Rosja zmienia plan wojny. Nowe doniesienia Brytyjczyków
Rosja prawdopodobnie koryguje plan prowadzonej od kwietnia ofensywy w Donbasie, bo nie zdołała dokonać przełomu operacyjnego - wynika z najnowszej aktualizacji brytyjskiego wywiadu. Jako obszar wymagający wzmocnienia zidentyfikowała front zaporoski.
"W ciągu ostatnich czterech dni Rosja kontynuowała próby taktycznych ataków na oś Bachmutu, na północny wschód od Doniecka, ale zdołała jedynie czynić powolne postępy" - przekazał w poniedziałkowej aktualizacji brytyjski wywiad.
"Rosja prawdopodobnie koryguje projekt operacyjny"
Jak informowały w zeszłym tygodniu władze ukraińskie, Rosja prawdopodobnie przesuwa znaczną część swoich sił z północnego sektora Donbasu na południe Ukrainy.
"Rosja prawdopodobnie koryguje projekt operacyjny swojej ofensywy w Donbasie po tym, jak nie udało jej się dokonać decydującego przełomu operacyjnego w ramach planu realizowanego od kwietnia. Prawdopodobnie zidentyfikowała swój front zaporoski jako obszar wrażliwy, wymagający wzmocnienia" - napisano w codziennej aktualizacji wywiadowczej.

• _WYKAZ DANYCH_:
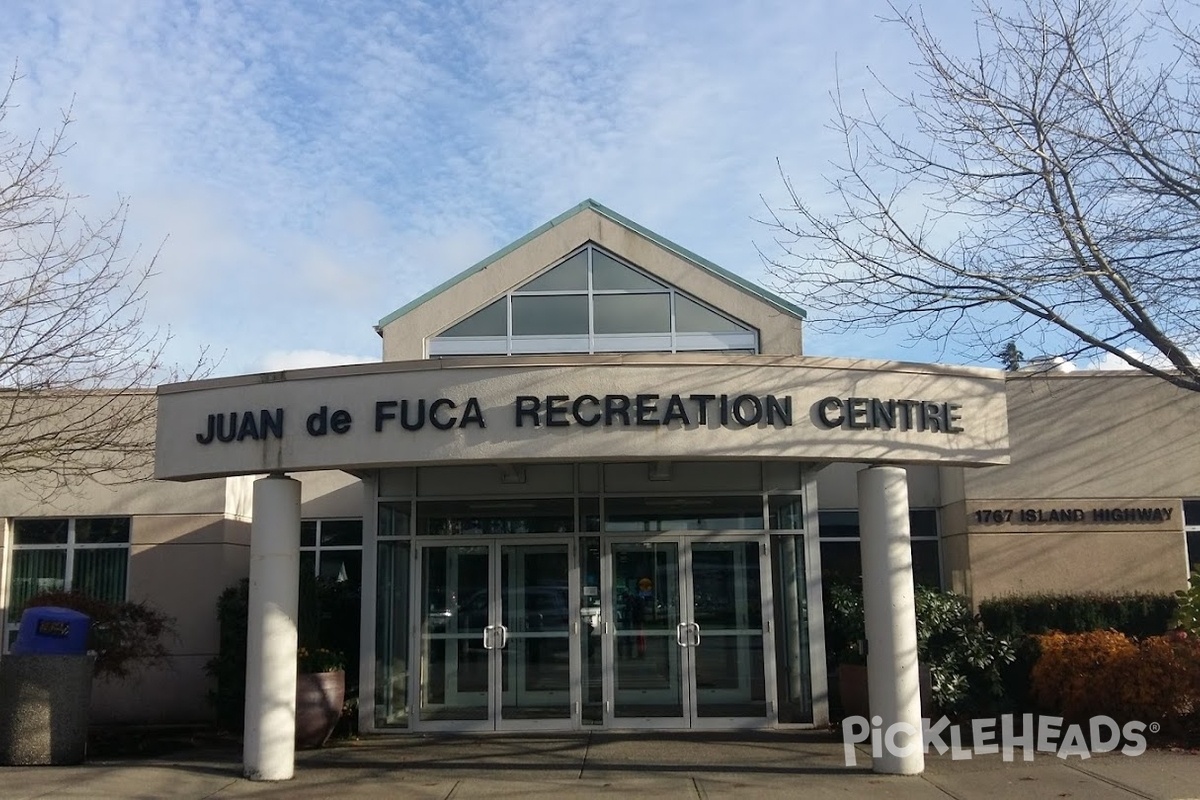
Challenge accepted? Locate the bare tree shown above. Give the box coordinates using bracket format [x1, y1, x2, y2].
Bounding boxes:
[0, 74, 204, 491]
[763, 0, 1200, 391]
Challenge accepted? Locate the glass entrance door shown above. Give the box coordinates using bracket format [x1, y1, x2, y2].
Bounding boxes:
[413, 540, 578, 730]
[605, 536, 773, 728]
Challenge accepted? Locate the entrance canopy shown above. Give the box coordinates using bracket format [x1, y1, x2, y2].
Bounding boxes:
[155, 354, 1009, 480]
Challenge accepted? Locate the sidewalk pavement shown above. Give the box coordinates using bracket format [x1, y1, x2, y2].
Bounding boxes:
[0, 732, 1200, 800]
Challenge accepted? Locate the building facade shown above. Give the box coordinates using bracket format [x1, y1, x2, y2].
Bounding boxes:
[0, 201, 1200, 730]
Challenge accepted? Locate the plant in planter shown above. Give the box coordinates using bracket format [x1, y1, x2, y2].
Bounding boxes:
[296, 648, 346, 750]
[824, 582, 870, 716]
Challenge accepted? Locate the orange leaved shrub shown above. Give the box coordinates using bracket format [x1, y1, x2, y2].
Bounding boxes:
[1032, 631, 1200, 729]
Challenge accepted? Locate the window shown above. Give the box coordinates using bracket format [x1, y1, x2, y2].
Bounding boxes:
[1183, 500, 1200, 575]
[5, 517, 130, 644]
[430, 245, 758, 356]
[817, 509, 942, 588]
[298, 519, 362, 694]
[300, 519, 362, 587]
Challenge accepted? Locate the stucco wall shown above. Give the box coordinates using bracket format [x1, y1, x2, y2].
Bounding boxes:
[943, 372, 1200, 602]
[92, 515, 250, 723]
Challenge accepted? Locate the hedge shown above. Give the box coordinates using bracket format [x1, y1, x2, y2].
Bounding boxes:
[979, 593, 1178, 638]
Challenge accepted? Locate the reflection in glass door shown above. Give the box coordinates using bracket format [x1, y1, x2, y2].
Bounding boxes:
[689, 540, 768, 720]
[415, 541, 578, 730]
[497, 543, 574, 721]
[608, 541, 686, 726]
[416, 545, 491, 722]
[605, 536, 770, 727]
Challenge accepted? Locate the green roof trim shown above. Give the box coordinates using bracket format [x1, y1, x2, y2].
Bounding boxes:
[376, 198, 808, 333]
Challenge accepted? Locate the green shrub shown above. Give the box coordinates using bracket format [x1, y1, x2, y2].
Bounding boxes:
[204, 572, 360, 730]
[1171, 570, 1200, 637]
[1031, 631, 1200, 735]
[824, 582, 1014, 714]
[824, 582, 866, 674]
[979, 593, 1178, 638]
[204, 579, 250, 730]
[979, 593, 1178, 712]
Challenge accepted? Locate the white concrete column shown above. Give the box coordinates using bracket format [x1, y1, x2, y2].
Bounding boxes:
[858, 467, 925, 775]
[242, 475, 300, 781]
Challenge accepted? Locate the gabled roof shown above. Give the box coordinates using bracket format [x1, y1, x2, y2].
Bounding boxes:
[376, 198, 806, 335]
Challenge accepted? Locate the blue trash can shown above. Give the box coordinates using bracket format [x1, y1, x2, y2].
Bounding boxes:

• _POLECENIA_:
[a] Przepisz z tekstu o ofensywie w Donbasie cały fragment od słów „Rosja zmienia plan” aż po słowa „zidentyfikowała front zaporoski.”.
[b] Który front Rosja, według tekstu o ofensywie w Donbasie, uznała za obszar wymagający wzmocnienia?

• _OCZEKIWANE ODPOWIEDZI_:
[a]
Rosja zmienia plan wojny. Nowe doniesienia Brytyjczyków
Rosja prawdopodobnie koryguje plan prowadzonej od kwietnia ofensywy w Donbasie, bo nie zdołała dokonać przełomu operacyjnego - wynika z najnowszej aktualizacji brytyjskiego wywiadu. Jako obszar wymagający wzmocnienia zidentyfikowała front zaporoski.

[b] Front zaporoski.